• [What to produce]
Write down each of the records again, exactly and in full.

#####

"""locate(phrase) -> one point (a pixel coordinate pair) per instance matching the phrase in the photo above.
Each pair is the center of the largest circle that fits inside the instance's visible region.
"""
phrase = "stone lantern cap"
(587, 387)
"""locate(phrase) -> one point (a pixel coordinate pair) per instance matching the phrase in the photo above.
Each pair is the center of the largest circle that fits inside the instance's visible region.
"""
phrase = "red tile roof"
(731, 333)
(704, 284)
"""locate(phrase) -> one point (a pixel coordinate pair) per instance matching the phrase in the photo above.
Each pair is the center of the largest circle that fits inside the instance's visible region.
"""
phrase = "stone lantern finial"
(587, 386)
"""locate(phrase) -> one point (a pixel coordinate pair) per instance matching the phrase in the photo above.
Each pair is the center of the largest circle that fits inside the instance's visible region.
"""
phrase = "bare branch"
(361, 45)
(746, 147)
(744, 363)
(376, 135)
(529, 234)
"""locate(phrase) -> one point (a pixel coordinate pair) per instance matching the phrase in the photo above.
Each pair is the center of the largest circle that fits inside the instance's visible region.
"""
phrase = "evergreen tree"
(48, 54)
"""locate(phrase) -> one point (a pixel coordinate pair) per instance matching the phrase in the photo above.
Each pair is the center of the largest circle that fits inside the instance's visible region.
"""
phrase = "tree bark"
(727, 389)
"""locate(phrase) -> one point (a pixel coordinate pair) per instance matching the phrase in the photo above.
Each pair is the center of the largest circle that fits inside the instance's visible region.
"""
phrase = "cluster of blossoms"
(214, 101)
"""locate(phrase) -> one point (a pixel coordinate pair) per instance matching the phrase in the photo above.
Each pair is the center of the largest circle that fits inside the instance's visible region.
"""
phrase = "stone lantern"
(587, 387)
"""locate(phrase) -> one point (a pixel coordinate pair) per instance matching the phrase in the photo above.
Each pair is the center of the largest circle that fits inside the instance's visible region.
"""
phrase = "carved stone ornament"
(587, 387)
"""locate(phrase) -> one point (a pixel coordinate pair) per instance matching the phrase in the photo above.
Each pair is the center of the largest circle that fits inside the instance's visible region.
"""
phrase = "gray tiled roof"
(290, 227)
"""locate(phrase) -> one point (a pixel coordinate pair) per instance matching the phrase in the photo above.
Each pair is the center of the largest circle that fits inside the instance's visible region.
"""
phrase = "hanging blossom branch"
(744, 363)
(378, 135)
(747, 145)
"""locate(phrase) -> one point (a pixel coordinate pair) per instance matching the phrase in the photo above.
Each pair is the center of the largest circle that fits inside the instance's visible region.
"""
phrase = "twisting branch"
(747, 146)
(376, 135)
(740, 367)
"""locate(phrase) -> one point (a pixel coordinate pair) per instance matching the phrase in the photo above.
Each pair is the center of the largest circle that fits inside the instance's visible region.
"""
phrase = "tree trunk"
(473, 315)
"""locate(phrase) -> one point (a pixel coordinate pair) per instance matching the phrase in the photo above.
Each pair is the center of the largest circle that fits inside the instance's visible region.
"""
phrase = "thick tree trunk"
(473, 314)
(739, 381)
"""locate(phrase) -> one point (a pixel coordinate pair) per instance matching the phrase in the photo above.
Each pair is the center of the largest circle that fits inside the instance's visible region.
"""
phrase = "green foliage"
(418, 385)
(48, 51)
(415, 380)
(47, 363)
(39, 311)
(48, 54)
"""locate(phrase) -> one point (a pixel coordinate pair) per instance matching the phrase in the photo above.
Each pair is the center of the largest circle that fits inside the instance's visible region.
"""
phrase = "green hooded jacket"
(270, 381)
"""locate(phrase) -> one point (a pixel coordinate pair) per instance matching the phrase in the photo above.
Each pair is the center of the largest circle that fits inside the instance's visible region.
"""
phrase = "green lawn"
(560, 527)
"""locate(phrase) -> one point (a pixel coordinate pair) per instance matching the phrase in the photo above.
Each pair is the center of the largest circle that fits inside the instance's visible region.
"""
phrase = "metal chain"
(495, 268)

#####

• [Solved problem]
"""locate(phrase) -> one point (a pixel coordinate pair) per instance matching the phrase in the photo above.
Each pair is the center of the largest circle that fits inside the instance's visible region.
"""
phrase = "stone lantern cap"
(587, 387)
"""locate(phrase) -> one point (a pixel coordinate pair) per instance matching the phrase in the photo above.
Each pair is the center of the largest circle that fits inside the instance's visible region.
"""
phrase = "red tile roof"
(731, 333)
(704, 284)
"""locate(phrase) -> one point (a pixel coordinate pair) per instance matching the phrase in the photo above.
Each pair is the center of the largest circle that fits inside the instance's visible region.
"""
phrase = "stone lantern finial"
(587, 386)
"""locate(phrase) -> one point (a pixel coordinate pair) per instance matching the phrase in the photo above.
Each pair is the center of the largest circle that fits inside the instance's visible region.
"""
phrase = "bare branch"
(361, 45)
(746, 147)
(744, 363)
(376, 135)
(529, 234)
"""locate(phrase) -> one point (a pixel coordinate pair) per instance matching the phrase in the photo above.
Each pair is the center of the largest circle that fits inside the instance's visible region.
"""
phrase = "evergreen tree"
(48, 54)
"""locate(phrase) -> one point (a pixel coordinate pair) per instance matching the phrase in the photo above.
Each pair is the center of the largest circle that fits inside the instance's visible region.
"""
phrase = "tree bark"
(727, 389)
"""locate(phrase) -> one point (a pixel coordinate pair) per instance matching the phrase in the photo above.
Each pair is the center of the largest circle that fits inside the instance's visible region.
"""
phrase = "cluster of blossoms"
(214, 101)
"""locate(phrase) -> one point (a pixel coordinate pair) per instance matching the phrase in the photo above.
Each pair is the center of the largest circle that fits inside the instance's visible region.
"""
phrase = "stone lantern"
(587, 387)
"""locate(phrase) -> one point (a pixel coordinate pair) per instance matching the phrase in the photo above.
Each pair is the center of the largest circle that fits inside the instance's visible region.
"""
phrase = "carved stone ornament"
(587, 387)
"""locate(phrase) -> one point (a pixel coordinate pair) per instance matching the phrase in the photo above.
Each pair is the center of the largest circle that fits inside the instance's visible region.
"""
phrase = "gray tiled roof"
(290, 227)
"""locate(phrase) -> one point (a pixel coordinate pair) per instance matching the phrase in the photo above.
Each pair is the center of the largest circle that fits inside the instance's visible region.
"""
phrase = "hanging blossom branch"
(744, 363)
(378, 135)
(747, 145)
"""locate(phrase) -> one point (a pixel coordinate pair) per instance matching the phrase in the photo above.
Each pair is the center of the largest circle that fits inside the instance's visible region.
"""
phrase = "twisting branch"
(747, 146)
(376, 135)
(740, 367)
"""locate(phrase) -> one point (a pixel coordinate pair) per instance matching the phrase in the photo above.
Each pair is the center of the largest circle that fits inside the instance's visible region.
"""
phrase = "tree trunk"
(473, 315)
"""locate(phrase) -> one point (a pixel coordinate pair) per instance matching the phrase in the photo above.
Each pair is the center of the largest circle that fits inside the instance's visible region.
"""
phrase = "thick tree trunk"
(473, 314)
(739, 381)
"""locate(phrase) -> one point (a pixel coordinate pair) per instance matching the phrase in the photo above.
Each pair is the center of the largest circle that fits inside the instance's visible region.
"""
phrase = "green foliage"
(418, 385)
(48, 51)
(415, 380)
(47, 363)
(39, 311)
(48, 54)
"""locate(phrase) -> one point (a pixel coordinate pair) per instance matching the phrase in the photo above.
Each pair is the center of the largest circle that fits inside the instance's visible region.
"""
phrase = "green hooded jacket"
(270, 381)
"""locate(phrase) -> one point (a pixel coordinate pair) per instance matching the phrase in the photo above.
Each pair is the center of the largest circle that fits inside the instance's visible region.
"""
phrase = "green lawn"
(560, 527)
"""locate(phrase) -> one point (a pixel coordinate pair) per instance matching the phrase in the photo above.
Each pair is the center of the largest circle that fits inside the instance's visible region.
"""
phrase = "metal chain"
(495, 268)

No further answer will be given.